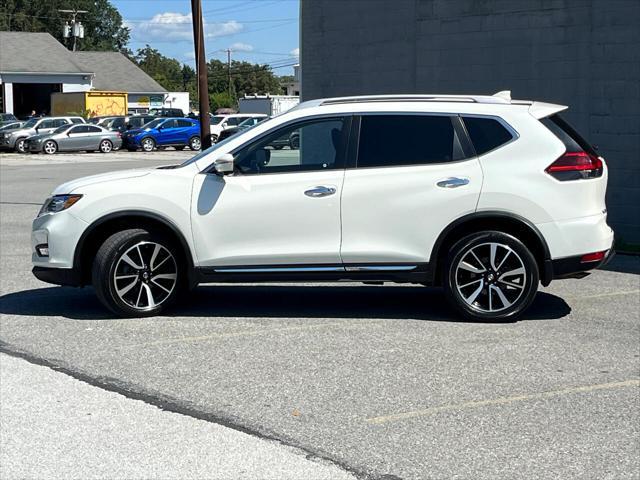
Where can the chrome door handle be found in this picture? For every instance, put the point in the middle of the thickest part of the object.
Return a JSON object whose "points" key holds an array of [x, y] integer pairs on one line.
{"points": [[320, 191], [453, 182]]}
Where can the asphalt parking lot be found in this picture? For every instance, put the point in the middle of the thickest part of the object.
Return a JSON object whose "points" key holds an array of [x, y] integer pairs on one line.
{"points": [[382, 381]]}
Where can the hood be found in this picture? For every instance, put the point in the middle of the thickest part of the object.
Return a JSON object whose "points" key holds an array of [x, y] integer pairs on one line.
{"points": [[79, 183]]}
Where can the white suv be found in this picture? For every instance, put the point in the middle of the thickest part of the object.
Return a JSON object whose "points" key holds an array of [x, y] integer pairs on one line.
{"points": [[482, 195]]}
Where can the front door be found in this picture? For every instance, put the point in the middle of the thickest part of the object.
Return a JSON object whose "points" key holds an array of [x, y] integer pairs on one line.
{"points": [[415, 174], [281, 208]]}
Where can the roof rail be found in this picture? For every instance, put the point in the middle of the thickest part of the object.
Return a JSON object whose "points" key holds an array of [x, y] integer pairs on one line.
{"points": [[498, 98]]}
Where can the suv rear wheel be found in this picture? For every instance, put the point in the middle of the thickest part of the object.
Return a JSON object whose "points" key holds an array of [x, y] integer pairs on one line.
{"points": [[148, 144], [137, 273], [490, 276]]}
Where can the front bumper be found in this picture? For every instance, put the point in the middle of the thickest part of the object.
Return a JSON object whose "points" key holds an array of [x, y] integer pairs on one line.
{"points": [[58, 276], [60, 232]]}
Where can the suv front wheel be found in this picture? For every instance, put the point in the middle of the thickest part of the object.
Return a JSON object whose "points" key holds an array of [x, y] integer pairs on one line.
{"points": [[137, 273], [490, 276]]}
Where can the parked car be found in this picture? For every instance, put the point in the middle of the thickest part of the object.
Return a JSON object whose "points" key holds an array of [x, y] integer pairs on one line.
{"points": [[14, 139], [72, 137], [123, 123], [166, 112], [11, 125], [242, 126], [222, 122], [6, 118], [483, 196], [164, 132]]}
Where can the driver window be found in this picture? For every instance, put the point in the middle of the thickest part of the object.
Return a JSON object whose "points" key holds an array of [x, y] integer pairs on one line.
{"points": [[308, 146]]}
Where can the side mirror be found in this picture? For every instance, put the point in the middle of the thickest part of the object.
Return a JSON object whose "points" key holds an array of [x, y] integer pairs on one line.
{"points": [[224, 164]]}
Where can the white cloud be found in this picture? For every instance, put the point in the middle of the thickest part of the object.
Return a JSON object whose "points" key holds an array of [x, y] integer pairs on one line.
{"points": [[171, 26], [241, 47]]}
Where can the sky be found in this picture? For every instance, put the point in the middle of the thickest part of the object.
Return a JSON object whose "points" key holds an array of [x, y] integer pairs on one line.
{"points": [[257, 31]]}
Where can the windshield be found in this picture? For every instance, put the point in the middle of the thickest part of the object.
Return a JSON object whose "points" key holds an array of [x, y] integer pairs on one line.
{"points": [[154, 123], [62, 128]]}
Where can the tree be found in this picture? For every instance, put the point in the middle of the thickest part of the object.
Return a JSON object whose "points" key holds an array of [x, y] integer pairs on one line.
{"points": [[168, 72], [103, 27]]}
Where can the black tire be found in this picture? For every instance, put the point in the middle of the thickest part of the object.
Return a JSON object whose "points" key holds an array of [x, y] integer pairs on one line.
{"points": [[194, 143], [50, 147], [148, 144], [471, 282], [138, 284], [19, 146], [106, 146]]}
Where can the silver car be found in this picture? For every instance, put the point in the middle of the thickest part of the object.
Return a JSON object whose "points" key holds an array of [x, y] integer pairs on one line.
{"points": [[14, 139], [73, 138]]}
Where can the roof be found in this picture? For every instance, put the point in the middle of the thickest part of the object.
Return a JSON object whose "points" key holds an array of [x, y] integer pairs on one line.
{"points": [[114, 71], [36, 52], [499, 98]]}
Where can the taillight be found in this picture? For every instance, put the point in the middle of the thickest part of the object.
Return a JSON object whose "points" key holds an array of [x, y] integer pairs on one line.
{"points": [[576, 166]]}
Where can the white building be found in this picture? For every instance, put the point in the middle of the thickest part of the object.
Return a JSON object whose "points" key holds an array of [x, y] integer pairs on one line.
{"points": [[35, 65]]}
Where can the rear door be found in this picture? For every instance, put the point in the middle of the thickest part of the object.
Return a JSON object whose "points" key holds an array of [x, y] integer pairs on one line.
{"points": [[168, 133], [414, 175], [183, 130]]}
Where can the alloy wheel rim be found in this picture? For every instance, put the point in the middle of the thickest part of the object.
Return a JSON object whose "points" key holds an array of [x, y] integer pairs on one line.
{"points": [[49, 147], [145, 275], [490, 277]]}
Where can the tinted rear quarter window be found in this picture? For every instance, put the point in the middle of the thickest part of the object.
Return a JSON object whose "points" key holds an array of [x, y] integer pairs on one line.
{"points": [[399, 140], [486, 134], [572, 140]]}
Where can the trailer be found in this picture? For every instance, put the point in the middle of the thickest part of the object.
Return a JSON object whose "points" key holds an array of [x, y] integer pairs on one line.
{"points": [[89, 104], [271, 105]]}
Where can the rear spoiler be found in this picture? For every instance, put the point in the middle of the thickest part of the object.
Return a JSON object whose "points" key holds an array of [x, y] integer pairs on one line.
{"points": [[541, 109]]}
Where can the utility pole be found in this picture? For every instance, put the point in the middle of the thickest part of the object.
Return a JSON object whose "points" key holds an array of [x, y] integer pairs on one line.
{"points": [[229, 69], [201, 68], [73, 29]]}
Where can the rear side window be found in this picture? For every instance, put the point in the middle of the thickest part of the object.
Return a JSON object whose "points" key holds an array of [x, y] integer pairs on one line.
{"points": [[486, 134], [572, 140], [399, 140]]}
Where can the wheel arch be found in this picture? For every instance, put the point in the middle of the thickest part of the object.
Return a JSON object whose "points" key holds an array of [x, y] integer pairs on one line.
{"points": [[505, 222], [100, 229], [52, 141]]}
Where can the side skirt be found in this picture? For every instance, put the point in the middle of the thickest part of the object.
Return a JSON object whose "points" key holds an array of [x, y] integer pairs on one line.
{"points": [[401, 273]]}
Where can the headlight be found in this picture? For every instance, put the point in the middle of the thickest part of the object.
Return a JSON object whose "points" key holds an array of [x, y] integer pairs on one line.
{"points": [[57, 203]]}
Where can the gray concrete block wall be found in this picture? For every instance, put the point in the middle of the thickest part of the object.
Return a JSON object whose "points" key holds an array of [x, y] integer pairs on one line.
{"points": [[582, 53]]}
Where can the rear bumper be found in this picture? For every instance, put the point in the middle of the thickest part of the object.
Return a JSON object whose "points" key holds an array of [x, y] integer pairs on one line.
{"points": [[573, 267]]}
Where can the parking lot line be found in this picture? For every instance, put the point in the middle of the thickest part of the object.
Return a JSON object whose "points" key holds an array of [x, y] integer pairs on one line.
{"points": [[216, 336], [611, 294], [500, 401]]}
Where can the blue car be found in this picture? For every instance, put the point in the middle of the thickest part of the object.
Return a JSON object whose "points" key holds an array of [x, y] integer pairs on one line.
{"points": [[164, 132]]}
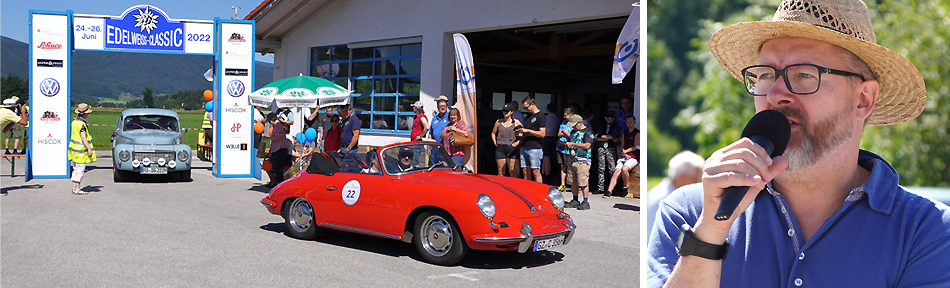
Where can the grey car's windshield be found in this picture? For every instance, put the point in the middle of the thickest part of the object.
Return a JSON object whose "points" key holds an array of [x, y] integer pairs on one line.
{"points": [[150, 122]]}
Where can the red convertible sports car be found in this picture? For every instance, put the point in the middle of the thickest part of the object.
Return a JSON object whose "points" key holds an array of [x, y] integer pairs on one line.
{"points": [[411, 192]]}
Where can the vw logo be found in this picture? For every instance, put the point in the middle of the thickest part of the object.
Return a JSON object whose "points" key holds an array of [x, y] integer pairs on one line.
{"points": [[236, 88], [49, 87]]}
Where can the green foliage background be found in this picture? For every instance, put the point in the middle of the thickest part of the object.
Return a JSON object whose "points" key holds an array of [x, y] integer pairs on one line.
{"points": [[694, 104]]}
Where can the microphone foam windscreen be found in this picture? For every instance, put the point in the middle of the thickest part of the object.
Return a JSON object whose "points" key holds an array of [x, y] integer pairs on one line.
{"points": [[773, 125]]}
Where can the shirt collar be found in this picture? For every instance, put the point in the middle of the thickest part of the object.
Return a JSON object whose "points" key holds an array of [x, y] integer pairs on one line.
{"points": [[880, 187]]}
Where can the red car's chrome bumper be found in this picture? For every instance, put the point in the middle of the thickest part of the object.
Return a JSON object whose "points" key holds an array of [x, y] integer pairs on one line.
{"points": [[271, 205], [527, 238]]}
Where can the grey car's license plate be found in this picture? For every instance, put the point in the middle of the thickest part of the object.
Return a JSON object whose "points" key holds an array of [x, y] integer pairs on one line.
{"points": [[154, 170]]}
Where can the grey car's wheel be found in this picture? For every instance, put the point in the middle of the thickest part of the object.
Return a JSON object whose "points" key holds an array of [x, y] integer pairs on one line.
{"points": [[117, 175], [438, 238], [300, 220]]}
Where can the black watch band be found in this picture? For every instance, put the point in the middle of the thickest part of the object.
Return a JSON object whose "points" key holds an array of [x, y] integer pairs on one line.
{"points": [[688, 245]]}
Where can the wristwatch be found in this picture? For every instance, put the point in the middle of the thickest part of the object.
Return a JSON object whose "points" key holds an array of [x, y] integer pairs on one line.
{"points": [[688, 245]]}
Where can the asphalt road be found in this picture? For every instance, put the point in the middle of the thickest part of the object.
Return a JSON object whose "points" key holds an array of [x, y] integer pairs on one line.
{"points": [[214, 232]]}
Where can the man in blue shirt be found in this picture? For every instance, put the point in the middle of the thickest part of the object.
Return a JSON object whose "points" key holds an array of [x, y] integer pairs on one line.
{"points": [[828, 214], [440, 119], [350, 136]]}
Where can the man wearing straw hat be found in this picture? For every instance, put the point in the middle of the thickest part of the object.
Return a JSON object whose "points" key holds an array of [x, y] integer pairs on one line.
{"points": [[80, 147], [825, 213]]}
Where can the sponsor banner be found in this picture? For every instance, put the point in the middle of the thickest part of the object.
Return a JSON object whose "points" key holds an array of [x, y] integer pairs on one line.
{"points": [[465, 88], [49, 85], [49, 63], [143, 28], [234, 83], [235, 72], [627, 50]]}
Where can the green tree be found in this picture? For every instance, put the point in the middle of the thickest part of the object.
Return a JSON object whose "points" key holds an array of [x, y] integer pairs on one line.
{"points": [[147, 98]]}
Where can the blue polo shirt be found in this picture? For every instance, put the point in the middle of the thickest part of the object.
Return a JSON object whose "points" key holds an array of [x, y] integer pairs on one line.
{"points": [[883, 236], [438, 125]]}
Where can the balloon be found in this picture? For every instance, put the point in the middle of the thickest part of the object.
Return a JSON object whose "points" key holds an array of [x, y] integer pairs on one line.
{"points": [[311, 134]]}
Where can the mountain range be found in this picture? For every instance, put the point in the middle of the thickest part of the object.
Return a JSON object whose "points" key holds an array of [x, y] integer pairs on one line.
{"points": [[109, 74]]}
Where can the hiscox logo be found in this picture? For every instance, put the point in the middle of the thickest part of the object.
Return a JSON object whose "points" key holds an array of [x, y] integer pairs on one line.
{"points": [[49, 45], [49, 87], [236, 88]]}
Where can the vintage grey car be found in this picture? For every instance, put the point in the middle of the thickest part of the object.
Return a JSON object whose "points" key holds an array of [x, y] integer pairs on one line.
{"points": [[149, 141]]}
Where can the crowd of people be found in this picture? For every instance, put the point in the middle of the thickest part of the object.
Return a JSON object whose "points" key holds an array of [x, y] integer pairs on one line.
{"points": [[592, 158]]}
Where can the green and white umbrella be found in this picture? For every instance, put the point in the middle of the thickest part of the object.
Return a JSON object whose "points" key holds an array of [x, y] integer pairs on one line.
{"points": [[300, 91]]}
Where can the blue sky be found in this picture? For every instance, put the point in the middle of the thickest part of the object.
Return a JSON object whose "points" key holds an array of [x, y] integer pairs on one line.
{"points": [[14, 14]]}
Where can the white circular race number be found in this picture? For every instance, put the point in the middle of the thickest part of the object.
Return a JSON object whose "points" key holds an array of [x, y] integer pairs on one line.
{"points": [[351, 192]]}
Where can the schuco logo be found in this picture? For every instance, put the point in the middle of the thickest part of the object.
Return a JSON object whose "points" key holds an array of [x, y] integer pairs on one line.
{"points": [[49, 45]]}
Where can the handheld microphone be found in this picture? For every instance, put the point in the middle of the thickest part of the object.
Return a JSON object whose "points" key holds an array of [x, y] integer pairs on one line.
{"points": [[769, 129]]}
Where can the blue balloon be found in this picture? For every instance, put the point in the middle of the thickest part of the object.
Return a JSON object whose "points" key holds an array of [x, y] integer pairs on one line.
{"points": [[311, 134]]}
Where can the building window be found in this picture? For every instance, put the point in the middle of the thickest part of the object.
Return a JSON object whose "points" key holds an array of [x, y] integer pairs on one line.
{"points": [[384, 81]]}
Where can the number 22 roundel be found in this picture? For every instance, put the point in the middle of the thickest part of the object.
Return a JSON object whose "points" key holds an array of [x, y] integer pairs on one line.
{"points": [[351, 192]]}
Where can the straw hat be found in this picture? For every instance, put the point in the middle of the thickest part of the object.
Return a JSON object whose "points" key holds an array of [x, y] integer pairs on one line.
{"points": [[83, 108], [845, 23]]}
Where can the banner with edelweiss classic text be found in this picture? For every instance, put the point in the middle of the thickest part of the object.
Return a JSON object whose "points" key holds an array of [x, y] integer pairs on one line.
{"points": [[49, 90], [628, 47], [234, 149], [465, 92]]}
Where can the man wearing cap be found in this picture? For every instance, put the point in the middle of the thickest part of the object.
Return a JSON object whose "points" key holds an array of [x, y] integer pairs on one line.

- - -

Short exercise:
Nothing but the lines from the one with "Where can the blue balloon" through the end of the data above should be repeated, each exactly as it stands.

Solved exercise:
Where can the blue balloon be found in this picture? For every instance, put the point in the middle of the thickest part of the object.
Return a JSON object whose "points" key holds an array of [x, y] integer pairs on one line.
{"points": [[311, 134]]}
Where can the building window be found in this picture? For every instance, put the point in the middle of the thickest part of the object.
Return a JSON object whose "points" key holds an array of [x, y] integer pairs on one line.
{"points": [[384, 81]]}
Where can the number 22 roundel be found in this picture? For every instance, put the point in the middle of the thickest part of the object.
Return a JSON object whose "points" key holds an array of [x, y] integer pairs on one line.
{"points": [[351, 192]]}
Where can the straw hat be found in this picture? For every instance, put the point in the middle of the thickest part of the object.
Return a JSON object whose "points" key holds an array of [x, y] integer pairs on one line.
{"points": [[83, 108], [845, 23]]}
Where can the banner with edelweiss classic text be found in this picture? For every instance, put the point in the middle of the thickest part of the object.
Return a JSON object whose "points" key holds an array of [x, y] integer pairs on one line.
{"points": [[49, 90], [628, 47], [234, 149], [465, 92]]}
Where can the man wearing cap be found in this picture? For every instance, put the point in the middle of the thickest part of the object.
Return a JSON object whose "points" key holds an array of [x, y] integer pairs on one line.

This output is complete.